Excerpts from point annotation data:
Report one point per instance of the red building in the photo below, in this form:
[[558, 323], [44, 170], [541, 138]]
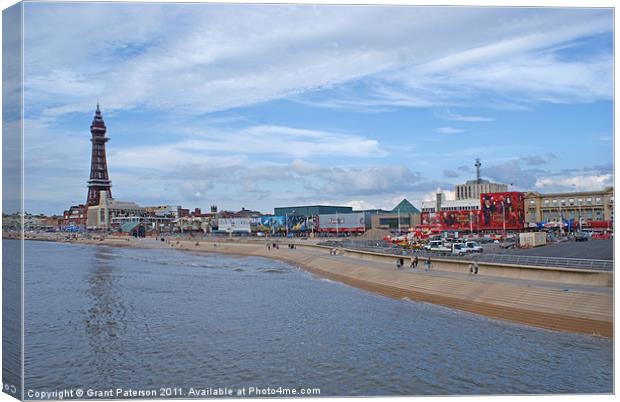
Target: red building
[[498, 211]]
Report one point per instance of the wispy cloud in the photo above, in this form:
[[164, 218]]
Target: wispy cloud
[[448, 115], [449, 130], [210, 63]]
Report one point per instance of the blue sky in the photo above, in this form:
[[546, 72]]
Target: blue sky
[[259, 106]]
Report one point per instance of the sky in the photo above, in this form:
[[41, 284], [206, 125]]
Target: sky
[[262, 106]]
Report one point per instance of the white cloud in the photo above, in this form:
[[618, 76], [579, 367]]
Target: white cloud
[[575, 183], [225, 56], [448, 115], [449, 130]]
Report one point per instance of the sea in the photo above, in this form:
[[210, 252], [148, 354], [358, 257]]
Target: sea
[[102, 319]]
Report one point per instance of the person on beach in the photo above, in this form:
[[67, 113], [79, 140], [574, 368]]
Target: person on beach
[[473, 268]]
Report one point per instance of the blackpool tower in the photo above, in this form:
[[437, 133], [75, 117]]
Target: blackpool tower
[[99, 180]]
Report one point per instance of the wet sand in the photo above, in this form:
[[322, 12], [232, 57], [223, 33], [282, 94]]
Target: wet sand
[[544, 305]]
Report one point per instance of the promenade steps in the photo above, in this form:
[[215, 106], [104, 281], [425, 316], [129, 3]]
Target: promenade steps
[[545, 307], [529, 301]]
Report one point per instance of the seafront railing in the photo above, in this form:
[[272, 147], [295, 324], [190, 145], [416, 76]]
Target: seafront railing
[[383, 247]]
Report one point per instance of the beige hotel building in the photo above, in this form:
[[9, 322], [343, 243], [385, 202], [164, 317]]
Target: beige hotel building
[[585, 205]]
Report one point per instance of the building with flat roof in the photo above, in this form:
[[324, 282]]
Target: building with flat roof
[[312, 210], [473, 188], [402, 217], [102, 215], [584, 206]]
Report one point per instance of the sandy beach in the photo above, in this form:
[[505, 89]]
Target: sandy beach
[[544, 304]]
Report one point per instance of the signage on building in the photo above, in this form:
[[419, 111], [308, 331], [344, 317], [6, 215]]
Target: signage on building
[[354, 222], [230, 225], [498, 211]]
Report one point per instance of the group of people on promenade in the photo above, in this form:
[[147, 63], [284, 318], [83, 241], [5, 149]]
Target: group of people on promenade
[[413, 263]]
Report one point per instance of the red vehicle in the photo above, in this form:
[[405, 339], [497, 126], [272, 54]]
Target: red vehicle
[[601, 236], [498, 211]]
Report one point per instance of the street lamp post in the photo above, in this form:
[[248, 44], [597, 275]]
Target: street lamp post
[[504, 216], [337, 224]]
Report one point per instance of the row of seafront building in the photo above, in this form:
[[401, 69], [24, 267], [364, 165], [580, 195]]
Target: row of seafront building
[[479, 204], [590, 209]]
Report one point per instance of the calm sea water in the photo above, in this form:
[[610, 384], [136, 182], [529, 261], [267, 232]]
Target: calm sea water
[[102, 317]]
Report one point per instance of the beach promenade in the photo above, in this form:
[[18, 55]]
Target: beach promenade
[[557, 306]]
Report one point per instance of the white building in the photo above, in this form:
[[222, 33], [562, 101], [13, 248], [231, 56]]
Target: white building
[[103, 215]]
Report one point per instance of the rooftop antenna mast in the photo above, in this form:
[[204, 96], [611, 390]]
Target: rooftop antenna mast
[[477, 165]]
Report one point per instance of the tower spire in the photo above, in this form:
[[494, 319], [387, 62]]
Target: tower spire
[[477, 165], [99, 180]]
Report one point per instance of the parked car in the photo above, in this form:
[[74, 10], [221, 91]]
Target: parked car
[[437, 245], [581, 237], [473, 247], [601, 236], [459, 249]]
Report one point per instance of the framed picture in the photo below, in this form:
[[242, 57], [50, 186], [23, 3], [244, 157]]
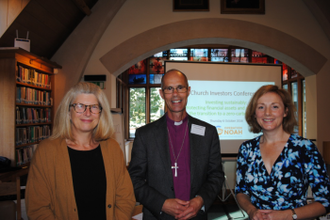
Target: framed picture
[[191, 5], [242, 6]]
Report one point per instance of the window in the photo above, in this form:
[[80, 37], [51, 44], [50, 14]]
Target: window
[[294, 83], [137, 109]]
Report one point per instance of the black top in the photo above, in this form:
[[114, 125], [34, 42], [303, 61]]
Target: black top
[[89, 182]]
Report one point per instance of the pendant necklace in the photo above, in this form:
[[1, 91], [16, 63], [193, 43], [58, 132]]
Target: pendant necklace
[[175, 167]]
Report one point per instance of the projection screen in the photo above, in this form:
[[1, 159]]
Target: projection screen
[[220, 93]]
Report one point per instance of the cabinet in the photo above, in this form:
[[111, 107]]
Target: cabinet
[[26, 103]]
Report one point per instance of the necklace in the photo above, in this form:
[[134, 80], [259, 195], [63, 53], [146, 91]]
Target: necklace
[[175, 167]]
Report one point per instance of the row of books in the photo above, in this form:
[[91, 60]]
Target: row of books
[[25, 115], [24, 155], [31, 76], [31, 134], [32, 96]]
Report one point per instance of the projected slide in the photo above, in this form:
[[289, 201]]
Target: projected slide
[[220, 93], [223, 104]]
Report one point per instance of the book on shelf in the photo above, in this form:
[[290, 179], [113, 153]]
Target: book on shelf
[[31, 134], [31, 76], [26, 115], [33, 96]]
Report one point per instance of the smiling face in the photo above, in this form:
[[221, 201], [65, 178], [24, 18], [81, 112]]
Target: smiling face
[[84, 122], [270, 112], [176, 102]]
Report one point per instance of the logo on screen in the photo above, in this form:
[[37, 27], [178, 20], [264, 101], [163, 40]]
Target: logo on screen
[[220, 130]]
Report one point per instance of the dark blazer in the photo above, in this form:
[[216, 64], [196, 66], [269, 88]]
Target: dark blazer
[[150, 167]]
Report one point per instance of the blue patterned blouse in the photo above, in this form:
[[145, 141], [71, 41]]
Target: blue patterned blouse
[[300, 164]]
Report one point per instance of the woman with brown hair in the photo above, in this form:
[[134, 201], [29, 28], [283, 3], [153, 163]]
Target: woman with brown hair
[[275, 169]]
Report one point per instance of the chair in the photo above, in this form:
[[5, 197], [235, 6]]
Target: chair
[[224, 197], [10, 184]]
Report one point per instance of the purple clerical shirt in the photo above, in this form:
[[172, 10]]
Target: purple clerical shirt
[[177, 133]]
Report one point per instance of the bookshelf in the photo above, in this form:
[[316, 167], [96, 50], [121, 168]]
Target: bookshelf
[[26, 107]]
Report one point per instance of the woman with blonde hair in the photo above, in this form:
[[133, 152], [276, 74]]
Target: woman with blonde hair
[[275, 169], [79, 172]]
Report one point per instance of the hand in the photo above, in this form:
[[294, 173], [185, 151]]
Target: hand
[[257, 214], [174, 207], [277, 215], [195, 206]]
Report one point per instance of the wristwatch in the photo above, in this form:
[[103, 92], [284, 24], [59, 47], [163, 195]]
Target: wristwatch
[[294, 215]]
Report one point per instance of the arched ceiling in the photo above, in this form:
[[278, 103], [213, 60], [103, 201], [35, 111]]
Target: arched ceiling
[[275, 43]]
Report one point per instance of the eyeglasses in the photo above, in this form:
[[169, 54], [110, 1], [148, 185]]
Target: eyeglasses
[[81, 108], [170, 89]]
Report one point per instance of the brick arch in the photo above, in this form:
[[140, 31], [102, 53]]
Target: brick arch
[[275, 43]]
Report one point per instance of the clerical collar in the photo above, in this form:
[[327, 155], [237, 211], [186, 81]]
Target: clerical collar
[[176, 123]]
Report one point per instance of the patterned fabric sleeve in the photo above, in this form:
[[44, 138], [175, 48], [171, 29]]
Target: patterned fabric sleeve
[[241, 170], [318, 178]]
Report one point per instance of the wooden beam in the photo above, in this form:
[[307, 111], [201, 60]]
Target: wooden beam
[[81, 4]]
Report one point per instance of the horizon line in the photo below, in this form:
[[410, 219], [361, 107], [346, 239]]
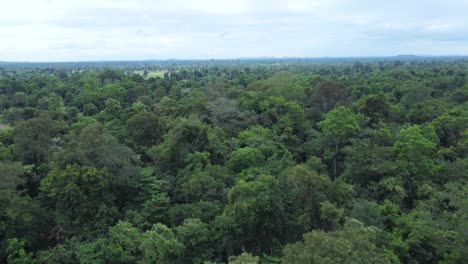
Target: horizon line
[[403, 56]]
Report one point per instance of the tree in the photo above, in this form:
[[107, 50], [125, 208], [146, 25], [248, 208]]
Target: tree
[[327, 95], [17, 254], [33, 138], [81, 197], [338, 125], [254, 218], [143, 129], [341, 246], [244, 258], [197, 239]]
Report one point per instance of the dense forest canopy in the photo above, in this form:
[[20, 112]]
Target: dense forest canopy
[[288, 161]]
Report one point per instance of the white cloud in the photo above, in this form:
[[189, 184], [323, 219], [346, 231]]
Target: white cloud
[[41, 30]]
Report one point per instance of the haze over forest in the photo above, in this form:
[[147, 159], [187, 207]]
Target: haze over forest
[[87, 30], [239, 132]]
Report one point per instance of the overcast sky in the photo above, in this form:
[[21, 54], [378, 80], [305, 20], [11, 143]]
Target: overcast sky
[[78, 30]]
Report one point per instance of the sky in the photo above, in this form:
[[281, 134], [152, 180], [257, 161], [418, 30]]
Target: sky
[[92, 30]]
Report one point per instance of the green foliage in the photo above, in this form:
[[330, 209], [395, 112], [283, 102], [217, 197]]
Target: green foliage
[[244, 258], [81, 198], [341, 246], [17, 254]]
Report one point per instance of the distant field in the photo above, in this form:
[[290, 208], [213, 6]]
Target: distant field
[[153, 74]]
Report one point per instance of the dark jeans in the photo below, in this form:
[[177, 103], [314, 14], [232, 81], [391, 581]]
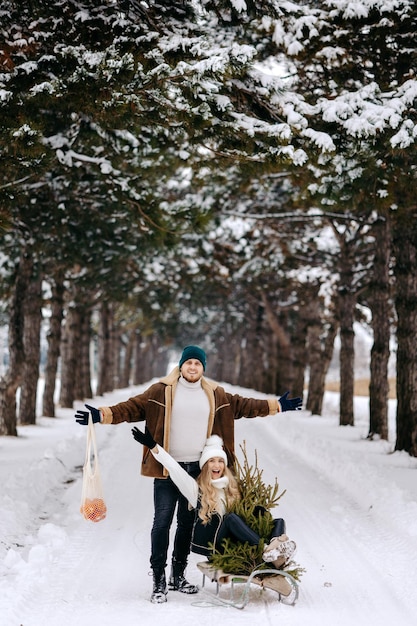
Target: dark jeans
[[233, 527], [166, 498]]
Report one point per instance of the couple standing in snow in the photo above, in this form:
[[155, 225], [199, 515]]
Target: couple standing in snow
[[182, 412]]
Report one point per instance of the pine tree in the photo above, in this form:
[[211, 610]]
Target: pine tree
[[254, 507]]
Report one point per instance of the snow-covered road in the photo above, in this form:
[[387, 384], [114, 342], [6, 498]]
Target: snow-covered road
[[350, 506]]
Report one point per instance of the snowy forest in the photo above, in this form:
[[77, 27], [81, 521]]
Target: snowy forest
[[238, 174]]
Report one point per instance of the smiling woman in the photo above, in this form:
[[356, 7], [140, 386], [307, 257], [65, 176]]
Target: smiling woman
[[212, 495]]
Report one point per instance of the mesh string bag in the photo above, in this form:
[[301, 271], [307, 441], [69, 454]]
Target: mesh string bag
[[93, 507]]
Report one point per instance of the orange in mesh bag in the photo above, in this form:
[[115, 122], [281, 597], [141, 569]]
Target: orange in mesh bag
[[93, 507]]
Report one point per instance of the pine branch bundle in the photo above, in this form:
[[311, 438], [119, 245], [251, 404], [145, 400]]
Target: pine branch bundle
[[257, 500]]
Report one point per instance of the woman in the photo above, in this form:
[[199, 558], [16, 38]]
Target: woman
[[211, 495]]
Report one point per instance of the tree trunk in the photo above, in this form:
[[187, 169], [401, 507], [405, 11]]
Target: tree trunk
[[346, 308], [405, 250], [54, 340], [320, 352], [31, 340], [82, 386], [381, 314], [107, 367], [11, 380], [70, 351], [126, 366]]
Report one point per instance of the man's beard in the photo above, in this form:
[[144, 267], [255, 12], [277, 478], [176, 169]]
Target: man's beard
[[193, 380]]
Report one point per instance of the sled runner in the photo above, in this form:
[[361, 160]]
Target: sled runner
[[277, 580]]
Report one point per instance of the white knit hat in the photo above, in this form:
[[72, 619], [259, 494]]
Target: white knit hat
[[213, 448]]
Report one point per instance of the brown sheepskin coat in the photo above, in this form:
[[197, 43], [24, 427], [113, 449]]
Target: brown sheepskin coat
[[154, 406]]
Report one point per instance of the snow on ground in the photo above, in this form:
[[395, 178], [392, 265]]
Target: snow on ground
[[350, 504]]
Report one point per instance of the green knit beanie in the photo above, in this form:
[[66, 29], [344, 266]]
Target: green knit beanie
[[193, 352]]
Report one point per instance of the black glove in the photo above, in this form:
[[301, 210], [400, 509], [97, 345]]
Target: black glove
[[144, 438], [82, 416], [290, 404]]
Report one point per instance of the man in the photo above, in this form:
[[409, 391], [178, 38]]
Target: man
[[181, 411]]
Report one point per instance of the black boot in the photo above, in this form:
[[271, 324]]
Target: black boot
[[177, 581], [159, 591]]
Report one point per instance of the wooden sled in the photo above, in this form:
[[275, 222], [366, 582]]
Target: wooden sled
[[277, 580]]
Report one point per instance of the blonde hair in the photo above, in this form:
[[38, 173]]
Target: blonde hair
[[208, 493]]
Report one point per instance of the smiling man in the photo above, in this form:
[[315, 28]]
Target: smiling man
[[181, 411]]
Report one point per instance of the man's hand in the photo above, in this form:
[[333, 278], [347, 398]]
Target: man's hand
[[145, 438], [290, 404], [82, 416]]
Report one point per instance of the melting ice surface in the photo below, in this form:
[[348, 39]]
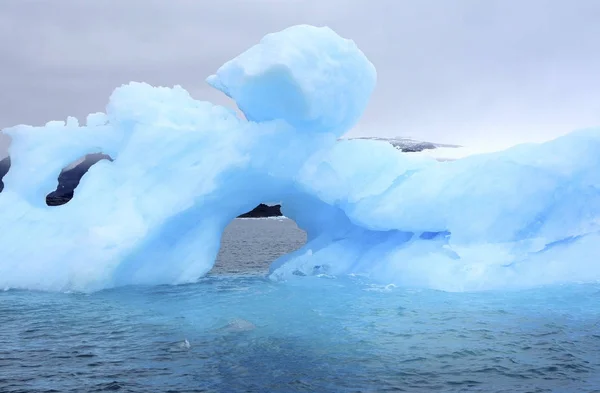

## Instructions for the task
Pull out the data word for word, starting from its first line and going on through the line with "[[259, 106]]". Leave the pictures out of your answer.

## Solution below
Report one point per instance of the red building in the photo below, in this form:
[[558, 323], [44, 170], [541, 138]]
Target: red building
[[498, 211]]
Report one point per instance of the wispy cloud in the photo above, in this form:
[[164, 218]]
Target: wispy cloud
[[448, 115], [449, 130], [210, 63]]
Report one point per instance of the blue sky in the photo above, in this form:
[[546, 72]]
Target: blue sky
[[259, 106]]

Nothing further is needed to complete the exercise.